Direction:
Write out, unchanged, the lines from the one holding "Every instance of the shoulder patch" to the close of the listing. Both the first and last lines belong in it.

Records for this exercise:

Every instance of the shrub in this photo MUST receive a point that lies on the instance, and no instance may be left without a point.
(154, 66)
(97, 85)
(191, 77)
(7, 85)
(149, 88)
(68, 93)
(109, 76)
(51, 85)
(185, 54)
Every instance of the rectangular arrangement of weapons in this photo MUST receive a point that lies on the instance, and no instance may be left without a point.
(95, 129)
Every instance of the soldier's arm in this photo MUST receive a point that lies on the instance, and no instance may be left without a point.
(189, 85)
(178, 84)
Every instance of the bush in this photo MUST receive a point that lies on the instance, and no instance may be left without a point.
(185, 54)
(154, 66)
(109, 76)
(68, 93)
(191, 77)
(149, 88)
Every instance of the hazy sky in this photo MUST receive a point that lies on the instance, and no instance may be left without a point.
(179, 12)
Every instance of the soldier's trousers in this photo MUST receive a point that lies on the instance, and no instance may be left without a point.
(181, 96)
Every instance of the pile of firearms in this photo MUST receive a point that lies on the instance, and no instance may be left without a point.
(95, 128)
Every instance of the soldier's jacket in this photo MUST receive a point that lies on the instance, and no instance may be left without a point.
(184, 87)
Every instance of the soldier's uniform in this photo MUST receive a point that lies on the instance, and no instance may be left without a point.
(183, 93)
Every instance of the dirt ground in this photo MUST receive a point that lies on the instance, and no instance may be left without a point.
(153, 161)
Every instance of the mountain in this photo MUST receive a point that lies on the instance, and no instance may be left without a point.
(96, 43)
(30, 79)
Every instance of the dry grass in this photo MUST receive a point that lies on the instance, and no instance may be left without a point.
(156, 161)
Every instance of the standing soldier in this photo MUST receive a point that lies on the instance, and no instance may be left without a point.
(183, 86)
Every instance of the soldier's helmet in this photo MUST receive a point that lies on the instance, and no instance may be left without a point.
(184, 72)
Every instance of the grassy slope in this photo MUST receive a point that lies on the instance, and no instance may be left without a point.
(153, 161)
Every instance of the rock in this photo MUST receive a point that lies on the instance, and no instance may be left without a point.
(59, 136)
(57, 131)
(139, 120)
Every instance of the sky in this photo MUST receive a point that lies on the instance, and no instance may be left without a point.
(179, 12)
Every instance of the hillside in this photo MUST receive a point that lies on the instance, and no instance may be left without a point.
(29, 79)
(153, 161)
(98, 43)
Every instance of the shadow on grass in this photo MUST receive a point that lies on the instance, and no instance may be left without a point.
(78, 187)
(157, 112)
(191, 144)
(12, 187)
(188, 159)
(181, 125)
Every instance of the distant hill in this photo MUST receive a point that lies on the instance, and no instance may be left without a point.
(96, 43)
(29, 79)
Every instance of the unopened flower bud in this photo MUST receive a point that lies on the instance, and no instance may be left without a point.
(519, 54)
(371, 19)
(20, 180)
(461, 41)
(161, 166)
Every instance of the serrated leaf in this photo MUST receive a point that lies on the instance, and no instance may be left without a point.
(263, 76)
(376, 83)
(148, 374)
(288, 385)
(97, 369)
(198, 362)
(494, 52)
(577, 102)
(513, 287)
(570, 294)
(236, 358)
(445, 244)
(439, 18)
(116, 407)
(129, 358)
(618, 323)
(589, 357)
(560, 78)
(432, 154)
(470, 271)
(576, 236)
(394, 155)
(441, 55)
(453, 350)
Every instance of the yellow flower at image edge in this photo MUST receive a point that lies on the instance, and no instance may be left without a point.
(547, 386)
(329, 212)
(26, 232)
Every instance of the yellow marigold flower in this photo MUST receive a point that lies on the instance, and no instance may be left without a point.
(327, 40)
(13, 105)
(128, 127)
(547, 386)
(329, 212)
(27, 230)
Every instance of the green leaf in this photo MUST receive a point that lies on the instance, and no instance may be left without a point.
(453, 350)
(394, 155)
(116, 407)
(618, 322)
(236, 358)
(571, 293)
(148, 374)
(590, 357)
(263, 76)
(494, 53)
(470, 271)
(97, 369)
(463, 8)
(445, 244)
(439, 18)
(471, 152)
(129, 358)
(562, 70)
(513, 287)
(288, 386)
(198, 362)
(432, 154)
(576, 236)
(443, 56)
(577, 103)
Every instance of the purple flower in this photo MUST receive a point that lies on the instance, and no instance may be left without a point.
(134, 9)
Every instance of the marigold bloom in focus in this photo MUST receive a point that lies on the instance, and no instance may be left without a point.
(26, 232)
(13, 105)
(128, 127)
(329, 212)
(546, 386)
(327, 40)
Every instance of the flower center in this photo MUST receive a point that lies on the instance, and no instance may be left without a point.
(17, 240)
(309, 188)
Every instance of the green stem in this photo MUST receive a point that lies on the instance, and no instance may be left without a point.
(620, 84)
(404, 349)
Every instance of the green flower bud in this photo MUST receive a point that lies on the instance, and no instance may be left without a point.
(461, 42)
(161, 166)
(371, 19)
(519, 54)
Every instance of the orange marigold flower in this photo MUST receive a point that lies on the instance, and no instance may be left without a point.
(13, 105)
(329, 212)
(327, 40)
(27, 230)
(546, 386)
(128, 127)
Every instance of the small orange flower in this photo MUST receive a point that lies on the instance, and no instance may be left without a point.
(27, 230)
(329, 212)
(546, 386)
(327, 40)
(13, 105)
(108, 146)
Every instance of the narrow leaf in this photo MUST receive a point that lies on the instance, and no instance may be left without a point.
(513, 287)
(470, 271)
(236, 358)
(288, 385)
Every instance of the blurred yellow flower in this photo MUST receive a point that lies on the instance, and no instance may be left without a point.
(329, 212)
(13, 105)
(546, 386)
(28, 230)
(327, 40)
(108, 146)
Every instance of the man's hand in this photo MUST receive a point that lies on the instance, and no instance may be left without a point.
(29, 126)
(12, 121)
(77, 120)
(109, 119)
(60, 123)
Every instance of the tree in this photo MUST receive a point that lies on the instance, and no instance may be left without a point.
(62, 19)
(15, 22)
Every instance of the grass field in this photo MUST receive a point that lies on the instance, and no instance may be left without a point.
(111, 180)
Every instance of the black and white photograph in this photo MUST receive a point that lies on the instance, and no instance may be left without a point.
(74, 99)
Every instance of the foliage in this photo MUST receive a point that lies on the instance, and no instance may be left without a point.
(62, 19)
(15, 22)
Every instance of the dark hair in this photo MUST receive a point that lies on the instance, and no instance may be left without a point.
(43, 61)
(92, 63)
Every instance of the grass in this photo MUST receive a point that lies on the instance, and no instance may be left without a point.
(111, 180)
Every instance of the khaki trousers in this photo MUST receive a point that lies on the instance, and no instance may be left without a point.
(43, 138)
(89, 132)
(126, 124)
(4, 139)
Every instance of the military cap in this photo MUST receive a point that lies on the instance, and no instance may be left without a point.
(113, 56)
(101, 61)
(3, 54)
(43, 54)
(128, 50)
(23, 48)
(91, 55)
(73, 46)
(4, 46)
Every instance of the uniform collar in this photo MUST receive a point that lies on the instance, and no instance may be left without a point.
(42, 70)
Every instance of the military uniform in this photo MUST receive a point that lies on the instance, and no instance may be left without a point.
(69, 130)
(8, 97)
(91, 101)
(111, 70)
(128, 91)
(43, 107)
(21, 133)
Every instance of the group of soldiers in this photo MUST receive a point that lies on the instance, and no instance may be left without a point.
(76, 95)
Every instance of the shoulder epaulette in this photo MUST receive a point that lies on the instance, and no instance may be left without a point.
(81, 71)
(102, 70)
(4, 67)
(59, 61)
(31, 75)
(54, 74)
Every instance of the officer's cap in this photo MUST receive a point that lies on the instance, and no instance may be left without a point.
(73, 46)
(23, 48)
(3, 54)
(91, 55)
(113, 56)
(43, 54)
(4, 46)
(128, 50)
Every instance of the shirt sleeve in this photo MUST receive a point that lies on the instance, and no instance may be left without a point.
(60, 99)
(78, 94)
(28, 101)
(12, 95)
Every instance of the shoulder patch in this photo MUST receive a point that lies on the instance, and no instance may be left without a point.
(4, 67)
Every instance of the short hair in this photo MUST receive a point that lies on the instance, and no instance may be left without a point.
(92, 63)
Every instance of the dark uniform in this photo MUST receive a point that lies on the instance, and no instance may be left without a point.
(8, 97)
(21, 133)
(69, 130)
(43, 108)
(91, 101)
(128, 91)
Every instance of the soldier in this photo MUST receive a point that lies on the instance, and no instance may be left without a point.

Output below:
Every instance of the shoulder patch in this photo MUST receive a point that lies on the instance, and no instance may be left without a point.
(4, 67)
Every instance of the short hair in this photo MUST receive a point that lies on the instance, and no instance may be left without a point.
(92, 63)
Every instance of the dark uniform in this photo MUST receive a point that lies on the instance, and no instance may be left without a point.
(8, 97)
(21, 133)
(69, 130)
(43, 108)
(91, 101)
(128, 91)
Every instance of the soldier in this photo MUST receive a point that lies on the instance, and no instance may be left without a point.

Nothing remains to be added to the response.